Wednesday, September 10, 2008

Gas Station Girl


This small squat woman was about seven months pregnant. Sad, arresting image at the time. Not finished [obviously], but still exploring the sweet spot between a thing that feels like a sketch and final art. I think the journalistic sensibility of the sketch is turning out to be a decisive issue, even as I want the the mosaic-tight design presence. Goodbye, Adobe Illustrator...

6 comments:

Bill Koeb said...

I really like it. It is direct and human, simple but deep. I wouldn't touch it and start doing more "unfinished" pieces.

Regards,

Bill

DB Dowd said...

Bill

Thanks for the note. I think "unfinished" is the direction I'm headed--it is tricky to choose the right moment to stop...

John Hendrix said...

Douglas, don't touch this! IT IS DONE.

I love love love this stuff. This is my recent favorite by far.

DB Dowd said...

Fascinating response, and quite valuable, John, especially as it aligns with Bill's above. This piece is more "formal" in its development insofar as it was worked up from a sketch and reference photos on a watercolor block. Not a sketchbook piece. In some passages pretty elaborate, in others, simply filled in according to the paint-by-number notion in my head, or left unpainted or slightly washed. I had considered leaving some of the unpainted areas as they are now, but there are little spots of color and refinement here and there that I would have considered non-negotiable. A few little moments might get a teeny bit more--spots of color on the master card symbol, etc. But I am quite content to stop and learn from it. God knows I've done enough teaching to understand that when people jump up and down and wave their arms at you, they see something you probably don't. Having done the jumping and waving, I thank you for the insight and the emphasis!

Rob Dunlavey said...

» Stated exercise
Can you carry on the blog post about the gas station painting, with its comment thread, from the point where it stops? The lines after this point aren't needed.

» Given records
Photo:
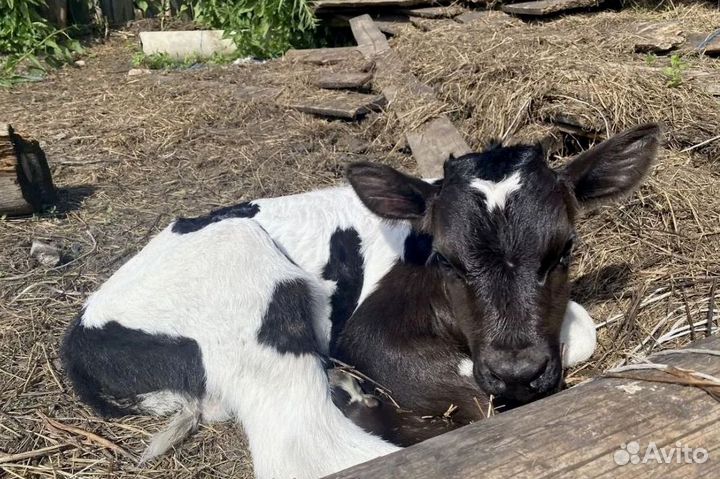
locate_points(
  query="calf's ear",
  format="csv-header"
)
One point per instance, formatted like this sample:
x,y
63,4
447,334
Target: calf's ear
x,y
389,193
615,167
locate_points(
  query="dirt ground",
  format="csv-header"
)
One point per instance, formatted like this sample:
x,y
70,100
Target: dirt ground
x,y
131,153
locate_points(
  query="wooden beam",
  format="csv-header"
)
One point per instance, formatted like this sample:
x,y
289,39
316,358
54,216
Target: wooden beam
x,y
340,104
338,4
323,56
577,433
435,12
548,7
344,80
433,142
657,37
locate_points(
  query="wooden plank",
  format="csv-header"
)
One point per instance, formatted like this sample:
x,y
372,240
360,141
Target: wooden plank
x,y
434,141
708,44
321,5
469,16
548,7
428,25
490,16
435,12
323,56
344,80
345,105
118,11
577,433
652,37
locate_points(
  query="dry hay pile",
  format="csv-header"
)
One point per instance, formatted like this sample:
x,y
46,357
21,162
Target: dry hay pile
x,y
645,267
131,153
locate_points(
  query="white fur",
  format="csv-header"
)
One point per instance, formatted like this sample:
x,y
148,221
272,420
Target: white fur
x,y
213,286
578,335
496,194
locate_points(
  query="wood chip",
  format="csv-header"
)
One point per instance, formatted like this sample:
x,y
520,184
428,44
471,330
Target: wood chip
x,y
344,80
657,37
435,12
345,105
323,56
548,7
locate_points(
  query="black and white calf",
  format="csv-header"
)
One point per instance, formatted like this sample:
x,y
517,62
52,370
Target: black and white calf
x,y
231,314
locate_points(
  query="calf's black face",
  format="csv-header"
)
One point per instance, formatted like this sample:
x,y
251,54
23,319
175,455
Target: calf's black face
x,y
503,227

==

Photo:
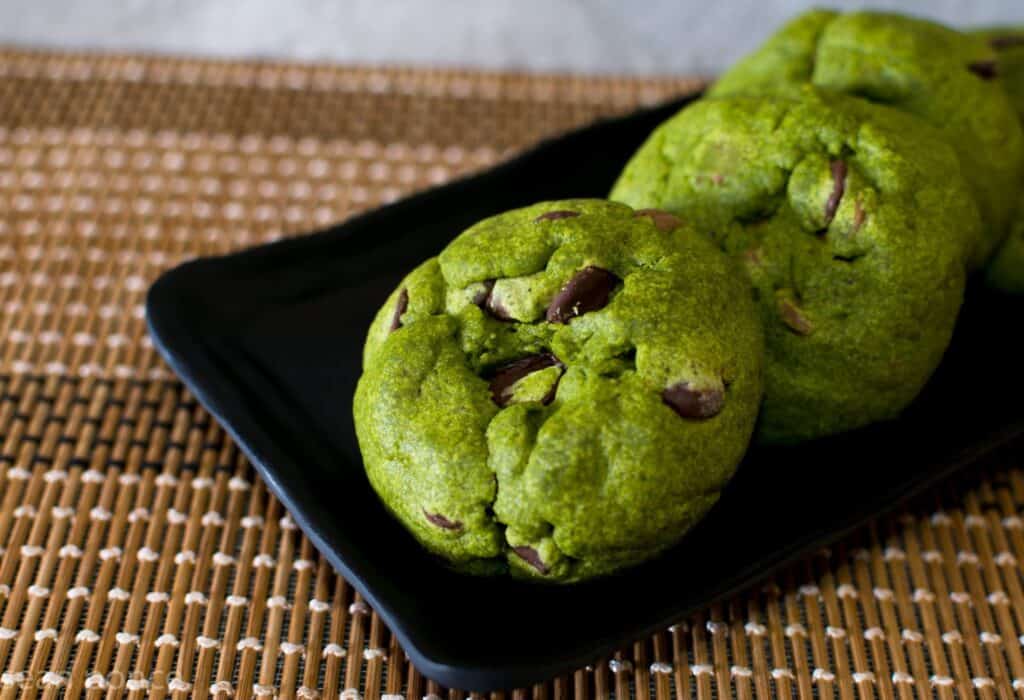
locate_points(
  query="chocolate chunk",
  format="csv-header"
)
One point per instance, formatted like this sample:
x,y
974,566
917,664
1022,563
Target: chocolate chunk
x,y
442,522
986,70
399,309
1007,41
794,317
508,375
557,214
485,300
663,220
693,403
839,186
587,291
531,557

* * *

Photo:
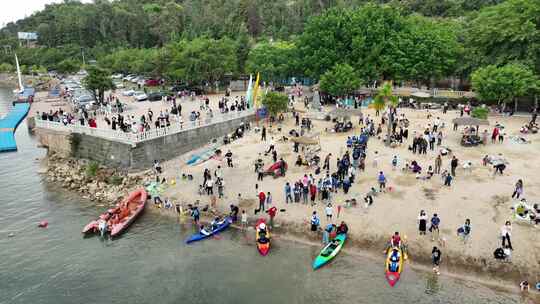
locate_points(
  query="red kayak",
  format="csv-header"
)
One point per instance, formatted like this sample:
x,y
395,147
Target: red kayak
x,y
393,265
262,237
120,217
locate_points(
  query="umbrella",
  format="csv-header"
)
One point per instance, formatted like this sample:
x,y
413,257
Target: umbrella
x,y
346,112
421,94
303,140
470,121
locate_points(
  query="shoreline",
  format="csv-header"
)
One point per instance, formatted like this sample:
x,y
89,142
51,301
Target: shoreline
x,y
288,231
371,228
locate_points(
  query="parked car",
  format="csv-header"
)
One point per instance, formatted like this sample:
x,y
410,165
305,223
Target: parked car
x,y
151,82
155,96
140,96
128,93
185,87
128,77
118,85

» Reply
db: what's interesting to me in this drawing is how it straddles a number of genres (for lack of a better word). It's an observation that suggests narrative. It's somewhere between editorial and film so I guess that puts it into some sort of journalism bucket.
Based on your other varied output, I would assign this the status of personal reportage of an eyeball in love with the world.

Another thing I really like about his image is how it taps into Blade Runner street-level kind of ideas in the contrast of the man-made details and surfaces (stuff outside, surveillance camera, counter below green window, etc.) and the figure (a workaday prisoner of sorts) encased inside. The color palette has a period (1970-80's) sheen and brightness that is a bit corporate and suffocating (in a good way!) that adds to the allure and repulsion I feel when I contemplate this long enough.

No doubt, I'm projecting a lot here, but this type of picture seems to incorporate a lot of issues that I think are dear to you but is done in a passive yet forceful way. I could go on but I'll leave it at that. --Rob

DB Dowd said...

Rob, what a thoughtful, generous comment! Things are really moving for me, and this image represents a step on the way. Your comment will help put language to it...

Again, many thanks. The "eyeball in love with the world" is totally true, and wonderfully said. I am chewing on the implications that accompany that insight...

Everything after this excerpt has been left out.